◆ RECORDS ◆
········

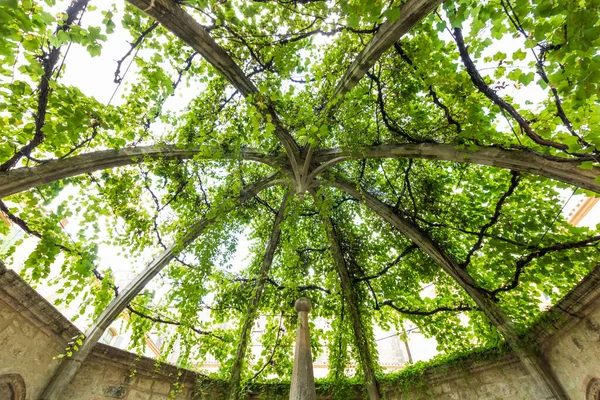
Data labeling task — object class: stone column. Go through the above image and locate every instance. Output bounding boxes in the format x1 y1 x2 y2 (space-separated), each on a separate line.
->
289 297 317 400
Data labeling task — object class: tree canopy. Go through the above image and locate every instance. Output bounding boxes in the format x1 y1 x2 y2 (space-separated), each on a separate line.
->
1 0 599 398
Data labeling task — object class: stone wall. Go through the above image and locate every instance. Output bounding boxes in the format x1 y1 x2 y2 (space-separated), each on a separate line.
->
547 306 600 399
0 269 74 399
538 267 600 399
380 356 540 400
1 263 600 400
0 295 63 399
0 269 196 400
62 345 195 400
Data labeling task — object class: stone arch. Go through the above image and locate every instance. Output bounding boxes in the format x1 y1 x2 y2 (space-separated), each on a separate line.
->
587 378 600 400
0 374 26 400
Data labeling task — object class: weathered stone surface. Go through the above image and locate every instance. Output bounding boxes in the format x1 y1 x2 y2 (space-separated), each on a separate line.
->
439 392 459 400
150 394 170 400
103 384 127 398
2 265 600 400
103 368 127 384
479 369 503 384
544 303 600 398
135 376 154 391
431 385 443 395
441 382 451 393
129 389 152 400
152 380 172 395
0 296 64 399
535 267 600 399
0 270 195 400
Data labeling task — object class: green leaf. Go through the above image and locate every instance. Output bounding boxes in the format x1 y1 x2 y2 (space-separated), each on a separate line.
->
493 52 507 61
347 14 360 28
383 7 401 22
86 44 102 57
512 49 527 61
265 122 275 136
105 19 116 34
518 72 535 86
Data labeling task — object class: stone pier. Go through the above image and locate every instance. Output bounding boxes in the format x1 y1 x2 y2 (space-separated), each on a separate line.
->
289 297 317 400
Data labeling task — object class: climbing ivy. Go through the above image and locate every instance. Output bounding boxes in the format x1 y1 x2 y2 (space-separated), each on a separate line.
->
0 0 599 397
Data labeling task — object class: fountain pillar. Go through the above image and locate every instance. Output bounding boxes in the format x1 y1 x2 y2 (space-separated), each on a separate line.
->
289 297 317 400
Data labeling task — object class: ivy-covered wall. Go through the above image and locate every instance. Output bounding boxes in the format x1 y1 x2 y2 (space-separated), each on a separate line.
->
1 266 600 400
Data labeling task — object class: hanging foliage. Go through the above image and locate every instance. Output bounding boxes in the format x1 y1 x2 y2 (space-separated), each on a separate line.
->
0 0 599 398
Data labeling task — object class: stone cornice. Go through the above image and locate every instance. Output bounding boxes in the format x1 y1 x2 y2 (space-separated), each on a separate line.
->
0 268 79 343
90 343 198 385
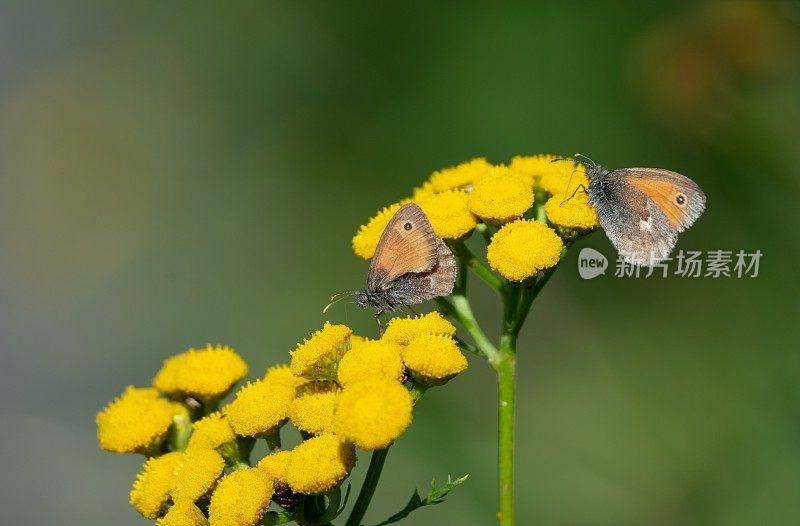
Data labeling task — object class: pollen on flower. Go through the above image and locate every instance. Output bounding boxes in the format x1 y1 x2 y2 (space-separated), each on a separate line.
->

········

◆ TASK ◆
When a line in the material contains the string "wall", copy that line.

◆ EXPECTED ANSWER ◆
Data labeling task — object class: stone wall. Go through the above image and locate every instance. Output bounding boxes in the format x1 y1 x2 y2 (space-separated), each on a separate line.
Data labeling task — object class: ivy-covered wall. Go through the above image and locate every instance. Output bounding boxes in the format x1 y1 x2 y2 (space-separated), each on a separate line.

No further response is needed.